* [Brief] Return every line of the material below unchanged, leaving out the pictures.

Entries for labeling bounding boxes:
──────────────────────────────

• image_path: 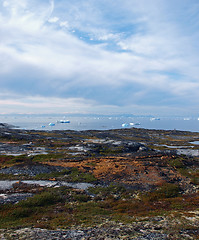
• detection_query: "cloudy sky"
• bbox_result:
[0,0,199,115]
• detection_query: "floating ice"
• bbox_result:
[122,123,129,127]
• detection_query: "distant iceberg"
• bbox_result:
[122,123,129,127]
[57,120,70,123]
[150,118,160,121]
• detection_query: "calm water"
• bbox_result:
[0,116,199,132]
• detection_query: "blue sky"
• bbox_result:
[0,0,199,115]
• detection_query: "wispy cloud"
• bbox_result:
[0,0,199,115]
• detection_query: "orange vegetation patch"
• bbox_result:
[45,155,186,188]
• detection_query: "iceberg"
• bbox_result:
[122,123,129,127]
[59,120,70,123]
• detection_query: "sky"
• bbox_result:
[0,0,199,116]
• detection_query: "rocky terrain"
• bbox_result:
[0,123,199,240]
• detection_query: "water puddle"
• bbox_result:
[0,180,95,190]
[0,193,33,204]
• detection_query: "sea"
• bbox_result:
[0,115,199,132]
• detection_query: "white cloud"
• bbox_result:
[48,17,59,23]
[0,0,199,114]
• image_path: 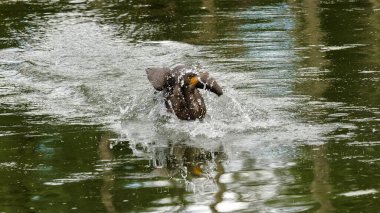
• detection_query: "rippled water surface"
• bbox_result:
[0,0,380,212]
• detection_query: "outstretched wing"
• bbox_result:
[145,67,170,91]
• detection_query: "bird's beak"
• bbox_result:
[196,72,223,96]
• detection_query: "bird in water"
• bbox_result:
[146,65,223,120]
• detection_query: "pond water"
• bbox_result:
[0,0,380,212]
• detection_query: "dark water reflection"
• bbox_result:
[0,0,380,212]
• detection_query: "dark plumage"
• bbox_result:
[146,65,223,120]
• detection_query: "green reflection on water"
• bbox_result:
[0,0,380,212]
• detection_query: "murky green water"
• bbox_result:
[0,0,380,212]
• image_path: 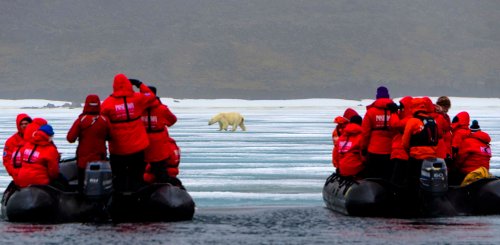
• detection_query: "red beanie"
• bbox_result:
[343,108,359,120]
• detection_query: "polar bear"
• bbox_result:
[208,112,246,132]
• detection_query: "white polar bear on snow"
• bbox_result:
[208,112,246,132]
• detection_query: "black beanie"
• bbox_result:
[470,120,481,132]
[349,115,363,125]
[148,86,156,95]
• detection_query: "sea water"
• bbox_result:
[0,98,500,244]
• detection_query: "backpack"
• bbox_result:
[410,115,438,146]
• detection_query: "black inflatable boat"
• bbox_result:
[323,159,500,217]
[1,160,195,223]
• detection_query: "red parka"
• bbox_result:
[101,74,156,155]
[143,137,181,183]
[390,96,413,160]
[332,108,359,168]
[142,99,177,162]
[433,107,452,158]
[402,98,437,160]
[362,98,396,154]
[3,113,31,180]
[455,131,491,174]
[66,95,111,168]
[451,111,470,158]
[15,130,59,187]
[334,123,364,176]
[23,117,47,142]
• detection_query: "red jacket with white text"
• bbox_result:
[66,95,111,168]
[3,113,31,179]
[455,131,491,174]
[101,74,156,155]
[15,130,59,187]
[361,98,397,154]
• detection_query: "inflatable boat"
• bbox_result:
[323,159,500,217]
[1,160,195,223]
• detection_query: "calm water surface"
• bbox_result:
[0,101,500,244]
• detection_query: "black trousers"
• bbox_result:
[149,159,169,183]
[362,153,393,181]
[109,151,146,192]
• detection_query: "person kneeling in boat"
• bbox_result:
[15,124,61,188]
[402,98,440,188]
[361,86,397,180]
[142,86,182,186]
[3,113,33,183]
[66,94,111,191]
[332,108,359,168]
[455,120,491,185]
[101,74,156,192]
[334,115,364,178]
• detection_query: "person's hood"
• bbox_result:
[343,123,363,136]
[333,116,349,124]
[112,74,134,97]
[343,108,359,120]
[16,113,33,134]
[453,111,470,128]
[470,131,491,144]
[30,130,52,145]
[23,117,47,141]
[366,98,393,110]
[83,94,101,114]
[411,98,428,115]
[399,96,413,119]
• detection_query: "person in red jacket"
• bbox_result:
[434,96,452,161]
[361,86,397,180]
[455,120,491,182]
[101,74,156,192]
[23,117,47,142]
[142,86,183,186]
[334,115,364,178]
[332,108,359,168]
[402,98,439,187]
[3,113,33,180]
[66,94,111,190]
[390,96,413,186]
[16,124,60,188]
[451,111,470,159]
[11,117,47,171]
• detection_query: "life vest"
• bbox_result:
[410,115,439,146]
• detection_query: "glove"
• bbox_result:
[386,102,399,113]
[129,79,142,88]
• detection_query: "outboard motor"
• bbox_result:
[420,158,448,196]
[83,161,113,200]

──────────────────────────────

* [Solution]
• image_path: 
• detection_query: "cloudy sky"
• bbox_result:
[0,0,199,115]
• detection_query: "floating ice"
• bbox_result:
[122,123,129,127]
• detection_query: "distant iceberg"
• bbox_result:
[122,123,129,127]
[57,120,70,123]
[150,118,160,121]
• detection_query: "calm water"
• bbox_result:
[0,116,199,132]
• detection_query: "blue sky"
• bbox_result:
[0,0,199,115]
• detection_query: "wispy cloud"
• bbox_result:
[0,0,199,115]
• detection_query: "orange vegetation patch"
• bbox_result:
[45,155,186,188]
• detection_query: "iceberg"
• bbox_result:
[122,123,129,127]
[59,120,70,123]
• detection_query: "sky"
• bbox_result:
[0,0,199,116]
• detection_query: "rocky terrain"
• bbox_result:
[0,123,199,240]
• detection_query: "water puddle"
• bbox_result:
[0,180,95,190]
[0,193,33,204]
• detection_query: "sea"
• bbox_result:
[0,115,199,132]
• detection_query: "white cloud"
• bbox_result:
[48,17,59,23]
[0,0,199,114]
• image_path: 
• detection_query: "rippled water surface"
• bbox_result:
[0,0,380,212]
• detection_query: "outstretched wing"
• bbox_result:
[145,67,170,91]
• detection_query: "bird's beak"
• bbox_result:
[196,72,223,96]
• detection_query: "bird in water"
• bbox_result:
[146,65,223,120]
• detection_query: "pond water"
• bbox_result:
[0,0,380,212]
• detection_query: "dark water reflection"
• bbox_result:
[0,0,380,212]
• detection_query: "dark plumage"
• bbox_result:
[146,65,223,120]
• detection_query: "green reflection on water"
• bbox_result:
[0,0,380,212]
• detection_query: "murky green water"
• bbox_result:
[0,0,380,212]
• image_path: 
• detection_query: "red beanie"
• bbox_result:
[343,108,359,120]
• detection_query: "polar bear"
• bbox_result:
[208,112,246,132]
• detection_query: "white polar bear on snow"
• bbox_result:
[208,112,246,132]
• detection_query: "black beanie"
• bbox_result:
[470,120,481,132]
[349,115,363,125]
[148,86,156,95]
• detection_query: "sea water"
• bbox_result:
[0,98,500,244]
• detection_query: "backpack"
• bbox_result:
[410,115,438,146]
• detection_query: "black inflatable boat"
• bbox_result:
[323,159,500,217]
[1,160,195,223]
• detection_query: "red parka"
• bbox_result:
[101,74,156,155]
[143,137,181,183]
[390,96,413,160]
[332,108,359,168]
[142,99,177,162]
[433,107,452,158]
[402,98,437,160]
[362,98,396,154]
[3,113,31,180]
[455,131,491,174]
[66,95,111,168]
[451,111,470,158]
[15,130,59,187]
[334,123,364,176]
[23,117,47,142]
• detection_query: "red jacket with white text"
• bbox_result:
[66,95,111,168]
[3,113,31,179]
[455,131,491,174]
[101,74,156,155]
[15,130,59,187]
[361,98,397,154]
• detection_query: "inflatable boat"
• bbox_result:
[323,159,500,217]
[1,160,195,223]
• detection_query: "calm water surface"
• bbox_result:
[0,101,500,244]
• detection_query: "black trousers"
• bbox_result:
[149,159,169,183]
[362,153,393,181]
[109,151,146,192]
• detection_query: "person kneeling in boat"
• bbox_result:
[15,124,61,188]
[402,98,440,188]
[361,86,397,180]
[142,86,182,186]
[3,113,33,183]
[66,94,111,191]
[332,108,359,168]
[455,120,491,185]
[101,74,156,192]
[334,115,364,178]
• detection_query: "person's hood"
• bbox_result:
[343,123,363,136]
[333,116,349,124]
[112,74,134,97]
[343,108,359,120]
[16,113,33,134]
[453,111,470,128]
[470,131,491,144]
[30,130,52,145]
[23,117,47,141]
[366,98,393,110]
[83,94,101,114]
[411,98,428,115]
[399,96,413,119]
• detection_query: "person in red jacket"
• bbox_result:
[434,96,452,161]
[361,86,397,180]
[455,120,491,182]
[101,74,156,192]
[23,117,47,142]
[142,86,183,186]
[334,115,364,178]
[332,108,359,168]
[402,98,439,187]
[3,113,33,180]
[66,94,111,190]
[390,96,413,186]
[16,124,60,188]
[451,111,470,159]
[11,117,47,171]
• detection_query: "life vest"
• bbox_result:
[410,115,439,146]
• detection_query: "glove"
• bbox_result:
[386,102,399,113]
[129,79,142,88]
• detection_query: "outboard motor"
• bbox_result:
[420,158,448,196]
[83,161,113,200]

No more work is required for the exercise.